■ Written request ■
Rename "crack in concrete" to "crack in pavement" everywhere in the records below, and write all the lines out again with nothing else changed.

■ Stored records ■
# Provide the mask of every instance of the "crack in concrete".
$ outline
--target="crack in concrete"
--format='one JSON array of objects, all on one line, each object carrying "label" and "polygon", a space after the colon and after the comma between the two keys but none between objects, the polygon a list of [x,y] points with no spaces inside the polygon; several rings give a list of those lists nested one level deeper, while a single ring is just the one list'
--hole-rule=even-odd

■ Final answer ■
# Provide the mask of every instance of the "crack in pavement".
$ outline
--target="crack in pavement"
--format='one JSON array of objects, all on one line, each object carrying "label" and "polygon", a space after the colon and after the comma between the two keys but none between objects, the polygon a list of [x,y] points with no spaces inside the polygon; several rings give a list of those lists nested one level deeper, while a single ring is just the one list'
--hole-rule=even-odd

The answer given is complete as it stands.